* _Named-object pointing records_
■ ■ ■ ■ ■ ■ ■

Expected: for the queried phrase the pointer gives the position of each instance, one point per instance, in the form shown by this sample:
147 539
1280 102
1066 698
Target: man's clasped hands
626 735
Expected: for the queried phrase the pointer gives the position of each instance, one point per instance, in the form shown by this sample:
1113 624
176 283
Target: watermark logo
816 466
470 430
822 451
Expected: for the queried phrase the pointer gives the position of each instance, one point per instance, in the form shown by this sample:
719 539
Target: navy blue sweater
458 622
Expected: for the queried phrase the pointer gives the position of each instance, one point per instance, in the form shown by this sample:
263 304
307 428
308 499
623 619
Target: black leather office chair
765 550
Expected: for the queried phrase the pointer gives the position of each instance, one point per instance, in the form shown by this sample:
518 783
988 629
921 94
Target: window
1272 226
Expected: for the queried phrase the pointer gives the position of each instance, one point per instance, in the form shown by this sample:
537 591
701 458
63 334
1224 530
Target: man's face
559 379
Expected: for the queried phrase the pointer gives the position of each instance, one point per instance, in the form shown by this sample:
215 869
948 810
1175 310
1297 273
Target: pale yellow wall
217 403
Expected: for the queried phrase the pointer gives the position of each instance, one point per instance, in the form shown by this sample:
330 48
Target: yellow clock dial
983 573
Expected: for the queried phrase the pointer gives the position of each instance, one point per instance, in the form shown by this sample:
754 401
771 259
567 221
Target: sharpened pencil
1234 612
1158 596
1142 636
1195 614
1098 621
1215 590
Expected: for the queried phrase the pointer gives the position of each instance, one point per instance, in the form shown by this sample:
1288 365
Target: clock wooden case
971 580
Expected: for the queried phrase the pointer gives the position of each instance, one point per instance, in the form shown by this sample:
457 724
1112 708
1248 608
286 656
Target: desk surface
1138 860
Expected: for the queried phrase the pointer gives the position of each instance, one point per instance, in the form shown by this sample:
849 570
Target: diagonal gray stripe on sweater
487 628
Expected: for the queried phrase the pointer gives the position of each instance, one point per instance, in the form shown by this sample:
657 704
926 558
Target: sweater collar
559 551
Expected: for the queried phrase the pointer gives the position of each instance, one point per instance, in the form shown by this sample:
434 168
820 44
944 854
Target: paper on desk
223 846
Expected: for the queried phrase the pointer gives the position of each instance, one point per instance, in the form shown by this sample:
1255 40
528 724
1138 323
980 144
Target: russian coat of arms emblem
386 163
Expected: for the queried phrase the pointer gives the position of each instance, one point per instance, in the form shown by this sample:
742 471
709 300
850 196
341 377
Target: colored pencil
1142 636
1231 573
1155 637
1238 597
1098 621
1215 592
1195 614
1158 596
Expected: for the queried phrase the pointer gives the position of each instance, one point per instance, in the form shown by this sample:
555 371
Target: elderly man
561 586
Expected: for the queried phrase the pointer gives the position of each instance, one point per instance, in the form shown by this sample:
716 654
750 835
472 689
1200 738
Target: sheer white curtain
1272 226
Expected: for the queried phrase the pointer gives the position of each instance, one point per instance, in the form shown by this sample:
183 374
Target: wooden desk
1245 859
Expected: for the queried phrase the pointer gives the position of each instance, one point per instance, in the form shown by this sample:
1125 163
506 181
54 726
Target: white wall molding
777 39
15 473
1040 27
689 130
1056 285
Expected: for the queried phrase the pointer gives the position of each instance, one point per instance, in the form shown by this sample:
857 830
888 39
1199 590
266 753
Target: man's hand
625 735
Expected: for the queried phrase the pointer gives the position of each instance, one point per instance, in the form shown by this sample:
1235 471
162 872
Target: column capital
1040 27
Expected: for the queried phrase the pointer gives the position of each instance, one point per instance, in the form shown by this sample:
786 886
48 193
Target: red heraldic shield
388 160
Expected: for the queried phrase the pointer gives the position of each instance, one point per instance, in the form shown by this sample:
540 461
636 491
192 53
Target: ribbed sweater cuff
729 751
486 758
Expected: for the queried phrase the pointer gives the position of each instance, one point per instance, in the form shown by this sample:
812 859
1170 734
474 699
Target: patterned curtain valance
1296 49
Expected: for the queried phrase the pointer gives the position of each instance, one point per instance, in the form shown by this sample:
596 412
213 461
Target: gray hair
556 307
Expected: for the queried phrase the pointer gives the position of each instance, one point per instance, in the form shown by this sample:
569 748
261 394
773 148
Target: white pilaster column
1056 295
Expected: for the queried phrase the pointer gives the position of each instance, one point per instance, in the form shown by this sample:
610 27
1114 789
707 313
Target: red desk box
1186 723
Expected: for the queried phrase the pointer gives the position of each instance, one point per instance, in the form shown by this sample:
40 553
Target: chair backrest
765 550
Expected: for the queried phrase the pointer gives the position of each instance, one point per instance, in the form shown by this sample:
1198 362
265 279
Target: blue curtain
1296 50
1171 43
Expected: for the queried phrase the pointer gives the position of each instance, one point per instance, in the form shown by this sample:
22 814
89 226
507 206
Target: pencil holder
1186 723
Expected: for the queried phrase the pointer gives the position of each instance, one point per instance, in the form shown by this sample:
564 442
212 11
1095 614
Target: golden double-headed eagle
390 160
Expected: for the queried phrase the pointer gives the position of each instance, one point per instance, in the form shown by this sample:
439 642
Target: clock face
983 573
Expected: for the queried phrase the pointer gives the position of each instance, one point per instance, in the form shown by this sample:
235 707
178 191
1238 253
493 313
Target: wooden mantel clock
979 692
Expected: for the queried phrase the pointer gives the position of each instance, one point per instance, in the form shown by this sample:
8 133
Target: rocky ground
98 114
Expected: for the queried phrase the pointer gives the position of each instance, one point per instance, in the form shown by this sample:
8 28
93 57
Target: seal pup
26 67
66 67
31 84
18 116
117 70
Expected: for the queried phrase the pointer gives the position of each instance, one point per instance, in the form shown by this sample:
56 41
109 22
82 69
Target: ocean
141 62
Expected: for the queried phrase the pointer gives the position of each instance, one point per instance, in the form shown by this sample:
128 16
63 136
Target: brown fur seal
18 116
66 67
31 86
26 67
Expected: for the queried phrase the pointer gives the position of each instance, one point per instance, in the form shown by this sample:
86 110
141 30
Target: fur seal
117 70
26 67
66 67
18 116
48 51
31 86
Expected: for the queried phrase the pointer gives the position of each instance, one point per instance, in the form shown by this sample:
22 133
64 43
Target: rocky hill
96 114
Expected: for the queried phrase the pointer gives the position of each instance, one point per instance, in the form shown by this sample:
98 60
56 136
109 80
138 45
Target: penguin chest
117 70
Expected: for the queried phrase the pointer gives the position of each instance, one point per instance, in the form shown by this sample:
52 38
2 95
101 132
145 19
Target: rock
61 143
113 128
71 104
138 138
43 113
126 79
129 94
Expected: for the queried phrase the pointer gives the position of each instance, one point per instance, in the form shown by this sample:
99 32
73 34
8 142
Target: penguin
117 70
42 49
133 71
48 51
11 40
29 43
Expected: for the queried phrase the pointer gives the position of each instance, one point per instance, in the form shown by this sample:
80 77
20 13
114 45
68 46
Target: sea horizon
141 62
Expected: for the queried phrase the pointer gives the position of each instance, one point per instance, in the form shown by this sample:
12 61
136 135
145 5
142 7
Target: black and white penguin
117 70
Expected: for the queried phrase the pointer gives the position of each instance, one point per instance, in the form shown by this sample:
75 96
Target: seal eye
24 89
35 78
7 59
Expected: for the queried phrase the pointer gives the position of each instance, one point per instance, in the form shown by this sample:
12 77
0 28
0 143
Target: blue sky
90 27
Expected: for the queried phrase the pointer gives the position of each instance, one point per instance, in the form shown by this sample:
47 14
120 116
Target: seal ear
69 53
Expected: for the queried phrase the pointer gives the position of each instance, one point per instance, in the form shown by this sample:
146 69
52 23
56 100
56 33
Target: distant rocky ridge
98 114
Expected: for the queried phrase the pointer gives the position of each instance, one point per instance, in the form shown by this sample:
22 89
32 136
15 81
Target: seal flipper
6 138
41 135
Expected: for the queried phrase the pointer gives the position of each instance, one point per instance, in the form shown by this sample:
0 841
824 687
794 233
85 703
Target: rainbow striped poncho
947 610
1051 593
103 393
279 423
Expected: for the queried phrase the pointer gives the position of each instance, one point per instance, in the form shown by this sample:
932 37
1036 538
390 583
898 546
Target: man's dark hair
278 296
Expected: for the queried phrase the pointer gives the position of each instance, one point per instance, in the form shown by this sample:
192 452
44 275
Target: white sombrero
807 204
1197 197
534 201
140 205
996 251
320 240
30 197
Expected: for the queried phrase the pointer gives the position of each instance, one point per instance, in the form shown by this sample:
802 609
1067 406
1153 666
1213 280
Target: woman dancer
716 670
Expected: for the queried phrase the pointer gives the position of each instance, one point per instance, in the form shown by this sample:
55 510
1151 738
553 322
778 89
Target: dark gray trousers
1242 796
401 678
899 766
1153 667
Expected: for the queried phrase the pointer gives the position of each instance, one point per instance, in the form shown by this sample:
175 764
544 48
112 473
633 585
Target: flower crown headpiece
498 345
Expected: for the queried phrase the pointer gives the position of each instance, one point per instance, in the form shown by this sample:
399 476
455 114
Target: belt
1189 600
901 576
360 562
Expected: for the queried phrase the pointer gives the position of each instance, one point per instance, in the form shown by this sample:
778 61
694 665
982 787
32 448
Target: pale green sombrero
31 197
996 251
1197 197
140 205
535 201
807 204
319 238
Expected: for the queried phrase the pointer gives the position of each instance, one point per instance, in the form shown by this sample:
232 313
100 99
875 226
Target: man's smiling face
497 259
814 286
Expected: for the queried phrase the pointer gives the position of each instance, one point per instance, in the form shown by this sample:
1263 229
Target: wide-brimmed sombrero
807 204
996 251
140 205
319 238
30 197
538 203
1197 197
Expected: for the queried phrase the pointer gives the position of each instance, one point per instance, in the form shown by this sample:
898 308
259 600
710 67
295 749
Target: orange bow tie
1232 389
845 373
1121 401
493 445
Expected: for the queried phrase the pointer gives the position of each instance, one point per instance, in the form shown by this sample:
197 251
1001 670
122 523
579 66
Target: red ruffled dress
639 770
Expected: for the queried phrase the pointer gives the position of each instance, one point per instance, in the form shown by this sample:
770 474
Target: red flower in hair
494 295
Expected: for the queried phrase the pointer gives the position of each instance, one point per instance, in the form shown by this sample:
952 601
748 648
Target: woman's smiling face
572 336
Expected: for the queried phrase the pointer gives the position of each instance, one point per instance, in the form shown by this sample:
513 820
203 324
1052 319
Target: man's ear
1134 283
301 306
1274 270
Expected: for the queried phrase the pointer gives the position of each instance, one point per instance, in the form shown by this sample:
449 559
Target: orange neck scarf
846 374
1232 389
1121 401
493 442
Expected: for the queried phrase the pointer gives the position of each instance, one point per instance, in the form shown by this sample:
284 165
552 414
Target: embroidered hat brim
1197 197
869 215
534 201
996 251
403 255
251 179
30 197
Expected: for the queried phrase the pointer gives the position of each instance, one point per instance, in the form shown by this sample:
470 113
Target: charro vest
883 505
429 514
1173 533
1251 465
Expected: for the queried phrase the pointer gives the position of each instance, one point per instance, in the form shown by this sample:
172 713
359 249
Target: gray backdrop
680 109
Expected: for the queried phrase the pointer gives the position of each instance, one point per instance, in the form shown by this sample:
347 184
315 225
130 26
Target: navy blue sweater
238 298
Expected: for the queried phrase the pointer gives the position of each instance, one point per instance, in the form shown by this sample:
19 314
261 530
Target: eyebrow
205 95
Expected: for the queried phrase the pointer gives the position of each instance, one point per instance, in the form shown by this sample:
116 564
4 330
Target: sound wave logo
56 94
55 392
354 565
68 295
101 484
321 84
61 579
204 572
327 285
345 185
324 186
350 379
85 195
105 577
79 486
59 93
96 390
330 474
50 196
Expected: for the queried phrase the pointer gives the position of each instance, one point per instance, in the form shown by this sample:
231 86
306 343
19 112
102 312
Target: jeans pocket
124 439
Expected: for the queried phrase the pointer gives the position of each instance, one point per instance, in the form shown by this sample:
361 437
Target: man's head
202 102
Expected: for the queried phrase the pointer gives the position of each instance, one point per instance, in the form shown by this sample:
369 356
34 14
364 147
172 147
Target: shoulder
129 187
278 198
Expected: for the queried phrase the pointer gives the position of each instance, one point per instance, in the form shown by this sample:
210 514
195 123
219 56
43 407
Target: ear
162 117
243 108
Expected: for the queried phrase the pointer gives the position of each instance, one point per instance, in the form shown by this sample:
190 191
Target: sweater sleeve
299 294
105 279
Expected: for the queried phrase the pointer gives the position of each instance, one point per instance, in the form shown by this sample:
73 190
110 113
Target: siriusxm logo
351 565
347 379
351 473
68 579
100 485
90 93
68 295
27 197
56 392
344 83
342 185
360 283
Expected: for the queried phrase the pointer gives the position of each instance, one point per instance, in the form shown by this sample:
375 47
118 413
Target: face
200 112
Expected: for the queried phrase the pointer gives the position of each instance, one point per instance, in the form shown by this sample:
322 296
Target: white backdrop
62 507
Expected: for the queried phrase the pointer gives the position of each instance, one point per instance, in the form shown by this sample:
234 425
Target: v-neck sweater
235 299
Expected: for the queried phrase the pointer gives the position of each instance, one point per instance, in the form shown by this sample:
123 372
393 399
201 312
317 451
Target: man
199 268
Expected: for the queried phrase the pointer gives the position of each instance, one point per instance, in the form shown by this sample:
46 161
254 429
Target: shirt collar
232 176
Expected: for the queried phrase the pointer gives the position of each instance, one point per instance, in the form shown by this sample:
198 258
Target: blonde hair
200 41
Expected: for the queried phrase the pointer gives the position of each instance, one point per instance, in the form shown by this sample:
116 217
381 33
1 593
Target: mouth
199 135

■ ■ ■ ■ ■ ■ ■

* _EXERCISE GOAL_
Collect every line of the items above that contains the string "curtain". Matching is case-sensitive.

* _TASK RESPONSE_
Target: sheer white curtain
Target: patterned curtain valance
Target: blue curtain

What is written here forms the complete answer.